▸ **To be done**
Could you reproduce the listing below from the line containing "Task: kindly identify the blurred grass" through its final line, putting "insect" wherever "beetle" appears and changing nothing else? Leave the pictures out.
═══ Records for the task ═══
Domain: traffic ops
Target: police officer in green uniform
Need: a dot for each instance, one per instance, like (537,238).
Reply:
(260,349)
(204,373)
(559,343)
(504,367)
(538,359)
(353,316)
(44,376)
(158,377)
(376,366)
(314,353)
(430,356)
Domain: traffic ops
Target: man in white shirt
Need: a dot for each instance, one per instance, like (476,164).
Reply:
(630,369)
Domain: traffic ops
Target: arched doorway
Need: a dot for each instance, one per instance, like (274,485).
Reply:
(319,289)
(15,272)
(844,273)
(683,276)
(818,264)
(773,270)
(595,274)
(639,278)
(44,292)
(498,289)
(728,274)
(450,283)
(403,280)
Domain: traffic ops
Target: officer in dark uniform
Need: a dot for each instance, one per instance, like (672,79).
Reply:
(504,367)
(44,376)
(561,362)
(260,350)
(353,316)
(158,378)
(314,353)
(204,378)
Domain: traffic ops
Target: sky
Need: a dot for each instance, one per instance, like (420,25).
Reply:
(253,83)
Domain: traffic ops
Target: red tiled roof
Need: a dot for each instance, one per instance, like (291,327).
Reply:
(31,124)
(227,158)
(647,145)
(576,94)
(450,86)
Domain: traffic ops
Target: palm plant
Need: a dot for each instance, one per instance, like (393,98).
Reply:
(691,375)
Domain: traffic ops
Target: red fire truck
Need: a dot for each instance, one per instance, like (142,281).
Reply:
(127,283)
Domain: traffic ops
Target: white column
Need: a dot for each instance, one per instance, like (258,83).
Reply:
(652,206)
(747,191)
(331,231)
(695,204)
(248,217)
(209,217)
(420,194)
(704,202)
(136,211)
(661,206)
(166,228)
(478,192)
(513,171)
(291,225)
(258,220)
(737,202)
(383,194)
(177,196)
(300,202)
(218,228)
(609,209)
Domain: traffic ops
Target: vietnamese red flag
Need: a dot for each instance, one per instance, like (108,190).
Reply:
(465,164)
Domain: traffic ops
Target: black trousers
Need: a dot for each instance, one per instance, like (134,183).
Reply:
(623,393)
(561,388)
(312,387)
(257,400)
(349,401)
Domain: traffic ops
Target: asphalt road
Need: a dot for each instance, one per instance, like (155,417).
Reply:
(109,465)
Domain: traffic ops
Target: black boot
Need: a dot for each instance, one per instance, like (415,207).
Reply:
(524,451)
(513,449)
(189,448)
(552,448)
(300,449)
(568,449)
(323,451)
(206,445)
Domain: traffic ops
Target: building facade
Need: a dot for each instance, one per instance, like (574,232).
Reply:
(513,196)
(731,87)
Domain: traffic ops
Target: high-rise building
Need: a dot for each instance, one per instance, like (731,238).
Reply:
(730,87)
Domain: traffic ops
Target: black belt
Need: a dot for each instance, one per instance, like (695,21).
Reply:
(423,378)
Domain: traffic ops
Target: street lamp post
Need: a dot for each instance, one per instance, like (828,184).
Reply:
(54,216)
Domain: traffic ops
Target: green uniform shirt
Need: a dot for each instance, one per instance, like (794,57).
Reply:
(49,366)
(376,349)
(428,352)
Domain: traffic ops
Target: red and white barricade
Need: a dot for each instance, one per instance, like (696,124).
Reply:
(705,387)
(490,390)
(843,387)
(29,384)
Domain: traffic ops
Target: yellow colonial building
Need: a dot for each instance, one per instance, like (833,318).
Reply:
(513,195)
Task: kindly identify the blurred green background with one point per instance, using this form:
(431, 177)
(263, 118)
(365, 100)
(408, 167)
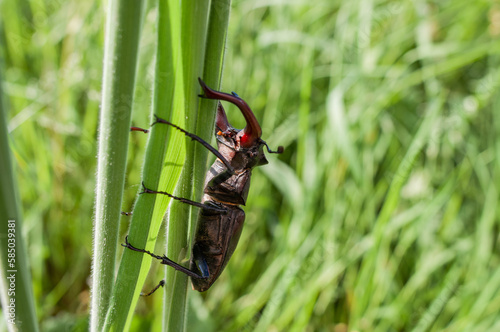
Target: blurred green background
(380, 215)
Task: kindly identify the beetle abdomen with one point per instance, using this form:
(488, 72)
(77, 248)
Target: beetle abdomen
(215, 241)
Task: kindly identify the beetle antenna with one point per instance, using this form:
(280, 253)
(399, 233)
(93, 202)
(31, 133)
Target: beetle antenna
(280, 148)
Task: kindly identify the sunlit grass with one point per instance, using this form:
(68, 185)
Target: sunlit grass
(381, 214)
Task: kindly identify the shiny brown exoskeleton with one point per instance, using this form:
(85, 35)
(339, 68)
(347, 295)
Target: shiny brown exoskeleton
(220, 220)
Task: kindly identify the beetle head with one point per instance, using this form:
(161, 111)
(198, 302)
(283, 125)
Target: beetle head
(246, 140)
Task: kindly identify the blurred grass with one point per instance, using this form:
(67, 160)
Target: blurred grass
(344, 231)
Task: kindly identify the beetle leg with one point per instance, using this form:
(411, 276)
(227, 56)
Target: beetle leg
(199, 139)
(220, 178)
(164, 260)
(160, 284)
(146, 190)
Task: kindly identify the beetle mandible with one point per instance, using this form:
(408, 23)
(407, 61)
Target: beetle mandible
(227, 182)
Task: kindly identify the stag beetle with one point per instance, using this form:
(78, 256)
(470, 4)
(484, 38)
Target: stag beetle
(227, 182)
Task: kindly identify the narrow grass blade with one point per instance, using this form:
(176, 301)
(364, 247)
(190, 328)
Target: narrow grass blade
(122, 38)
(16, 293)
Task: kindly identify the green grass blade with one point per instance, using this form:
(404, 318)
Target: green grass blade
(16, 292)
(195, 22)
(121, 49)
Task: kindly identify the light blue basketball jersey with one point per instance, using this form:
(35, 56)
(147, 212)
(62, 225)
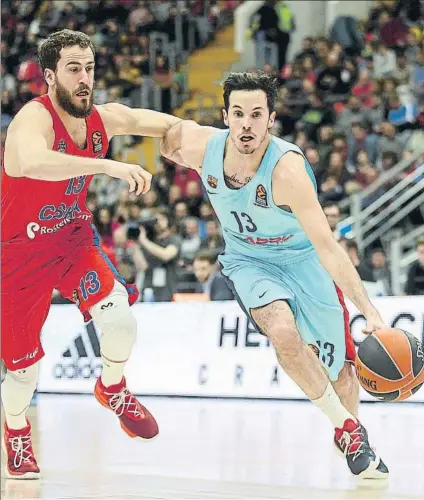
═══
▸ **Response**
Task: kindly identify the blurred grass with one point per instance, using this form:
(67, 160)
Target: blurred grass
(344, 231)
Task: kindly identify the insect leg with one point per instance, using this form:
(411, 276)
(227, 56)
Target: insect leg
(199, 139)
(220, 178)
(164, 260)
(160, 284)
(146, 190)
Task: kindly identify the insect mandible with one point per instance, using this form:
(408, 23)
(407, 61)
Target: insect mandible
(227, 182)
Task: kindly identify the stag insect with one point per instance, using this form:
(78, 256)
(470, 4)
(484, 38)
Target: stag insect
(227, 182)
Task: kindly identify the narrow grass blade with one point per instance, using this form:
(176, 301)
(364, 247)
(190, 328)
Target: narrow grass blade
(122, 38)
(16, 293)
Task: kindly identify the green grass blade with one point per instance, using this form:
(404, 318)
Target: green grass blade
(16, 292)
(195, 22)
(121, 49)
Task: kindly identify the light blue basketball jersey with one point per instance, using this form:
(35, 56)
(147, 212)
(62, 225)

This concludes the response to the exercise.